→ **Stated task**
Copy every line of the records below that contains the string "cascade". Case counts, so only matches with the same capitalization qualify.

→ **Provided records**
— begin —

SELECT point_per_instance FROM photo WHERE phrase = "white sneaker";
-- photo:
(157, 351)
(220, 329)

— end —
— begin —

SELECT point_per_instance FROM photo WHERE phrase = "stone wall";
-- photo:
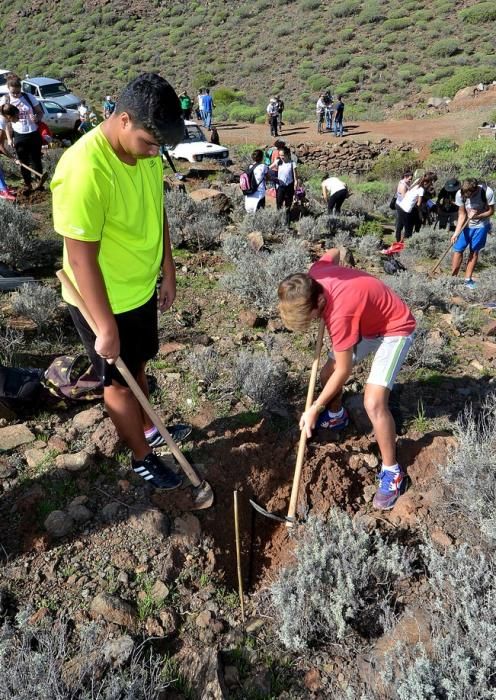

— end —
— begin —

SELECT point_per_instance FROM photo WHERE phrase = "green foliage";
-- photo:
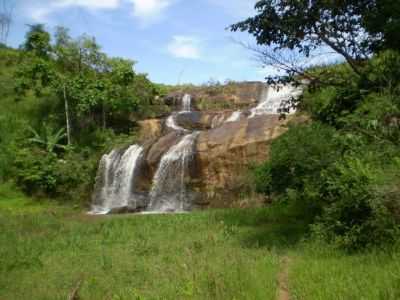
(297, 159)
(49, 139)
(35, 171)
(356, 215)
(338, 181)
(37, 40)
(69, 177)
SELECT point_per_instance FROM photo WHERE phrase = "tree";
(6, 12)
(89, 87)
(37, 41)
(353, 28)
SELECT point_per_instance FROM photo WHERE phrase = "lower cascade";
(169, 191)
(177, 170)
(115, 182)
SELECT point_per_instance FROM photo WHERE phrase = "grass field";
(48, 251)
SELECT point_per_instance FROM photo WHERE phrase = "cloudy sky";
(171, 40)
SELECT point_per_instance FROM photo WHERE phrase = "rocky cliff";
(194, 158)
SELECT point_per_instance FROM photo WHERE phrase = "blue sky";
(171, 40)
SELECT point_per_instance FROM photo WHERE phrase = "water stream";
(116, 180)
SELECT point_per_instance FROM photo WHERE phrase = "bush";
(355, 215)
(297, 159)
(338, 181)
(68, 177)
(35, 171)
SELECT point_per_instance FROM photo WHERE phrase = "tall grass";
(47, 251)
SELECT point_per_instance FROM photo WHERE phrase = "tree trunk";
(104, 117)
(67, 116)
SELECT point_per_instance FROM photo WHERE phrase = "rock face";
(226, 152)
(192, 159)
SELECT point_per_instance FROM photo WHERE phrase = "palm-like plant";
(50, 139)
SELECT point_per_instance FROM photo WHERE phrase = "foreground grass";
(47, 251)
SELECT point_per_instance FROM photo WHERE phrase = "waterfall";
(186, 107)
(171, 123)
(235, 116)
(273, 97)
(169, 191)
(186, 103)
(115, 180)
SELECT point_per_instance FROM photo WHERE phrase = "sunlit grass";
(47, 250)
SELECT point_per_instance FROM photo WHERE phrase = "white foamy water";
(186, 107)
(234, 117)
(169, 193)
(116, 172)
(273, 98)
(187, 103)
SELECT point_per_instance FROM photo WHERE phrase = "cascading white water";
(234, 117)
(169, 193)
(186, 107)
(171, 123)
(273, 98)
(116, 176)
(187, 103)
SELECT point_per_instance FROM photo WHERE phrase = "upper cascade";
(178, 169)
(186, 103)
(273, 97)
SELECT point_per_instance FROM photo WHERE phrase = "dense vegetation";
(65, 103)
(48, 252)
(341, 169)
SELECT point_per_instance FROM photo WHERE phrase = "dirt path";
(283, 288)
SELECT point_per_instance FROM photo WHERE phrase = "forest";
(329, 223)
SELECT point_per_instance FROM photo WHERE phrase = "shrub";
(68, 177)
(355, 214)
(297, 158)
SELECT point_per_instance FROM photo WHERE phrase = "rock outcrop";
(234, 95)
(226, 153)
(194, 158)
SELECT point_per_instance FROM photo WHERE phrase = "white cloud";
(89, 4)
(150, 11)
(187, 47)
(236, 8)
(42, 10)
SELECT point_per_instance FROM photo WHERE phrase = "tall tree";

— end —

→ **Solved exercise**
SELECT point_per_instance FROM photo WHERE phrase = "lower cascade";
SELECT point_per_instance FROM photo WHERE phrase = "upper cascade";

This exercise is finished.